_Source_
Yesterday a court in the Czech Republic acquitted the former chair of the Prague Muslim Community, Vladimír Sáňka, of disseminating a radical Islamic book. According to the Prague 1 District Court, the book merely promotes an ideology, and it is not possible to criminally prosecute the promotion of an ideology.

The charges were brought after police raided Muslim centers in Prague in 2014. Sáňka faced up to 10 years in prison if convicted and the state prosecutor sought a three-year probation period for him.

The verdict has yet to take effect. The state prosecutor immediately appealed, so Prague’s Municipal Court will review the case next.

The book at issue is a Czech translation of a work by Bilal Philips called The Fundamentals of TAWHEED (Islamic Monotheism). Its author is not allowed to travel to some Western countries and the book itself is banned in some states.

According to the Czech Interior Ministry’s annual report on extremism, the book promotes the Salafist branch of the religion of Islam, which espouses hatred and intolerance for other religions. According to presiding Judge Vladimír Hermann, the court addressed the basic question of whether Salafism is an ideology or a movement.

The court came to the conclusion that Salafism is an ideology. The book, therefore, does not promote a movement.

_Information supplied_

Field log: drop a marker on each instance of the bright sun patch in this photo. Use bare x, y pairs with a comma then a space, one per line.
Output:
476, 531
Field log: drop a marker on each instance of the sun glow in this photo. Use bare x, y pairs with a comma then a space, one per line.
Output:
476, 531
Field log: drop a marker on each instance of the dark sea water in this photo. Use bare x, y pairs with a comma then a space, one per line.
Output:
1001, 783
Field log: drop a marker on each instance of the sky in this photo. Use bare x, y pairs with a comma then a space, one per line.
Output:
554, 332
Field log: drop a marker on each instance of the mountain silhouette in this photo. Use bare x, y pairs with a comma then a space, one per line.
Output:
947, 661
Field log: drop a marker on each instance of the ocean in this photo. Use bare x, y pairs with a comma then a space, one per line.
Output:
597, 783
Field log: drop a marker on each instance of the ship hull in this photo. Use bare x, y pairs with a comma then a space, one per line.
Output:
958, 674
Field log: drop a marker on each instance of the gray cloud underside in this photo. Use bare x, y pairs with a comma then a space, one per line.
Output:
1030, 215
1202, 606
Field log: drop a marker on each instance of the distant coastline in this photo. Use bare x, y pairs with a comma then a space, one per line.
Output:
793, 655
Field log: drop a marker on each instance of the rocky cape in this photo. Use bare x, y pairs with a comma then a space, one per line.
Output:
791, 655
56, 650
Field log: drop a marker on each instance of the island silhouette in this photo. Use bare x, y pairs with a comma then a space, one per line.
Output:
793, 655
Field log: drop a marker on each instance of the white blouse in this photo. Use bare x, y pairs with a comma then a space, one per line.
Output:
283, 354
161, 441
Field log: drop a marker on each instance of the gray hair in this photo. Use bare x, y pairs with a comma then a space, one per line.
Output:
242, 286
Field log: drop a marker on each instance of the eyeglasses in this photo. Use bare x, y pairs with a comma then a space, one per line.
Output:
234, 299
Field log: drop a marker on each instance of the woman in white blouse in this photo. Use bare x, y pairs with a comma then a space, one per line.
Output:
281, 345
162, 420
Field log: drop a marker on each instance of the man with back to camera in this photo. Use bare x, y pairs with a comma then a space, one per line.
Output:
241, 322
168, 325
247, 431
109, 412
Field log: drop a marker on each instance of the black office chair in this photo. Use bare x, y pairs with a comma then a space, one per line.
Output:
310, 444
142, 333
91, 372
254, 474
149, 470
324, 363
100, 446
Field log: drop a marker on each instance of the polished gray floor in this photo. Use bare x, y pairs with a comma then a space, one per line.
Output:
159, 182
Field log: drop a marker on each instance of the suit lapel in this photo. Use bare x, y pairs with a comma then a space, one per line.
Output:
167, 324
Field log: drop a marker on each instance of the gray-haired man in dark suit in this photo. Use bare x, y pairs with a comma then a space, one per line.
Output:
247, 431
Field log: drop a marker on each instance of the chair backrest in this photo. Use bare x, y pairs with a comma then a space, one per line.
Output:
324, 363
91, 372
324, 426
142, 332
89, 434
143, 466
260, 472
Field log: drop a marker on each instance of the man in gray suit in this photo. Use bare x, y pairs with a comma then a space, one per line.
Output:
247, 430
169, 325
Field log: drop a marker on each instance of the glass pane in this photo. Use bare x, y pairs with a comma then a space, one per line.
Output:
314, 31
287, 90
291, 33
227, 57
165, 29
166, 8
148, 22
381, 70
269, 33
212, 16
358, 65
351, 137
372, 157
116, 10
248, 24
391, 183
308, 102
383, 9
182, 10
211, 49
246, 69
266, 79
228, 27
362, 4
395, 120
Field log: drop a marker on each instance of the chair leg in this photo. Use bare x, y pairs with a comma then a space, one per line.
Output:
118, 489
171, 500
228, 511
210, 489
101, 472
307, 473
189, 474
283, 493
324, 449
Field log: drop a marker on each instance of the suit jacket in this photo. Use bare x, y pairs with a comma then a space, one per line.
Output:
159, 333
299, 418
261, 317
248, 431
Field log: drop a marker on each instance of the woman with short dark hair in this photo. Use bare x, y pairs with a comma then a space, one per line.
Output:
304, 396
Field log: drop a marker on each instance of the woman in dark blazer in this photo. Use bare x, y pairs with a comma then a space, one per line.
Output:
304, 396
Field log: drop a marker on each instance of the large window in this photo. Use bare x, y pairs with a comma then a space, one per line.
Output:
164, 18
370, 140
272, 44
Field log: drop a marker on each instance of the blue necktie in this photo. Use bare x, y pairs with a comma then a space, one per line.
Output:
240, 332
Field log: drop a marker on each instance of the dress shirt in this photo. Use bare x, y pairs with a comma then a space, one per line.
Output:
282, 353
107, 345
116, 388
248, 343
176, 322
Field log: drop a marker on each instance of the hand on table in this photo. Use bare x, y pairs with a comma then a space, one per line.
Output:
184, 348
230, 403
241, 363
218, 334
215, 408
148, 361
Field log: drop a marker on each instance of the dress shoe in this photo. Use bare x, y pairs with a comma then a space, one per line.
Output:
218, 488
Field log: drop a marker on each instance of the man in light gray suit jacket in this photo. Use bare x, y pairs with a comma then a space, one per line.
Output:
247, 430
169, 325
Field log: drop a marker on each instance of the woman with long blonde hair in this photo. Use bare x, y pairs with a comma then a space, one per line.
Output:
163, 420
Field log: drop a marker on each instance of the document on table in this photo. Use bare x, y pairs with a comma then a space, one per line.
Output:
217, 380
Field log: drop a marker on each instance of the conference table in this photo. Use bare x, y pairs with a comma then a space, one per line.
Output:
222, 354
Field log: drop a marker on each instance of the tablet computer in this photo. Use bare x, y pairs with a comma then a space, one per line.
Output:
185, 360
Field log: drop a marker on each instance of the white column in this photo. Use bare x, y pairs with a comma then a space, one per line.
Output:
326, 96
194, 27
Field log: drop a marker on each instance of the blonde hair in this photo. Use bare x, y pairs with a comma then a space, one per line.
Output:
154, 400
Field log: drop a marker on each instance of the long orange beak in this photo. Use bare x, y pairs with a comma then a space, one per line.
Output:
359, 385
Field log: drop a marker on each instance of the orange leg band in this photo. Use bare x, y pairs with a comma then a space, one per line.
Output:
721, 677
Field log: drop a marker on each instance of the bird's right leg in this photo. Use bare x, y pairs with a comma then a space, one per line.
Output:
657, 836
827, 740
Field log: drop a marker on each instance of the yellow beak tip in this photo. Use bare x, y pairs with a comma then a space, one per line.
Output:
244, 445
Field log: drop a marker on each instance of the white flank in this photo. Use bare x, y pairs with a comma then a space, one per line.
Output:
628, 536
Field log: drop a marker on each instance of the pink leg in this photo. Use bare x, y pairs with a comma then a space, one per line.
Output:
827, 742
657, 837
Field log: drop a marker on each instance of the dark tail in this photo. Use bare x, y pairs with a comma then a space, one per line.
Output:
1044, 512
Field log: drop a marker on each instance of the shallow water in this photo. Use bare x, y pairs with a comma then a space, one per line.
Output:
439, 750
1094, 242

_Brief_
Copy the stretch of the Prague court article from "The verdict has" through "in some states.", putting "promptly" in place of "immediately".

_Solution to this problem_
The verdict has yet to take effect. The state prosecutor promptly appealed, so Prague’s Municipal Court will review the case next.

The book at issue is a Czech translation of a work by Bilal Philips called The Fundamentals of TAWHEED (Islamic Monotheism). Its author is not allowed to travel to some Western countries and the book itself is banned in some states.